-- Required action --
Scan the entries below for "itself" and copy each line that holds it.

-- Entries provided --
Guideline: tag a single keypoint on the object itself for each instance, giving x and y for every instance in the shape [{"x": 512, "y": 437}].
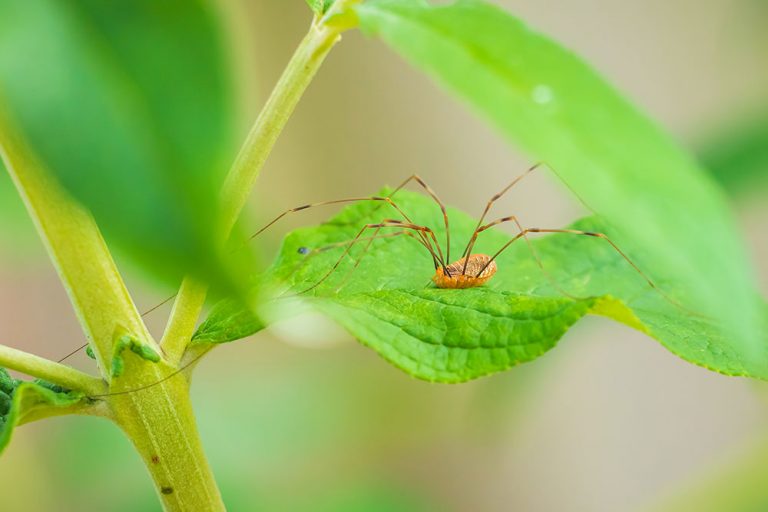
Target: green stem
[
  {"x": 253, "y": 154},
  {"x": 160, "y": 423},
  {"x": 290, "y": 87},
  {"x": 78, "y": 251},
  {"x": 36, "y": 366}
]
---
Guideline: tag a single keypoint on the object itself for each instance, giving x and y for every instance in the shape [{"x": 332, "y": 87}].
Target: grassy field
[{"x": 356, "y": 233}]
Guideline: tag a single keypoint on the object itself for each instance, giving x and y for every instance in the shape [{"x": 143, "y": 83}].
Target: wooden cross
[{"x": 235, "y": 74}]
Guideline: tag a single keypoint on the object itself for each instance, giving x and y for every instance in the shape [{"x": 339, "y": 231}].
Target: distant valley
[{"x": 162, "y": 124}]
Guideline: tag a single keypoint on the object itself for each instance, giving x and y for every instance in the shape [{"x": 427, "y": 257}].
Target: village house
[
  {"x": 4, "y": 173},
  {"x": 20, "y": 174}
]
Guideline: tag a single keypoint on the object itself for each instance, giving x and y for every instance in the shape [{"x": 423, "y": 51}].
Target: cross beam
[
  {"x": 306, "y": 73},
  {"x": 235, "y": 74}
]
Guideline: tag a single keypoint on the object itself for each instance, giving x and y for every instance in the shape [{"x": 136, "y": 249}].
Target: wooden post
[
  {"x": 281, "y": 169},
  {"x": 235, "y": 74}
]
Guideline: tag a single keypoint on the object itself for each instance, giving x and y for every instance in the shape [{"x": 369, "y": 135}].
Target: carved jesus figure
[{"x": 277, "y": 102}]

-- Written solution --
Guideline: tag a single keypoint on the object itself for each instance, giving x and y for every instance in the shape [{"x": 512, "y": 437}].
Guideline: tag a single keypoint on the object itself for each instance, giving x and y for every instance in the shape [{"x": 332, "y": 87}].
Guideline: tag a single keypoint on the object itself for each instance, giving x and y for every instance in the shape [{"x": 143, "y": 83}].
Guideline: tag a single keypoint on the object itself for each instance, giving x and y for every instance in the shape [{"x": 339, "y": 231}].
Guideline: tag a single keypoint on the object itself for each instance, giving x and y for every instance in the shape [{"x": 427, "y": 257}].
Guideline: tag a single keypoint on the object itself for each instance, giving x and y for every instance in the shape [{"x": 423, "y": 51}].
Guideline: tag a single keypoint on the object itself for each instance, giving x and y for every instance in the shape [{"x": 136, "y": 249}].
Guideline: tag a single keypoint on the object itself for each instance, giving x and y for every instance in the shape [{"x": 369, "y": 135}].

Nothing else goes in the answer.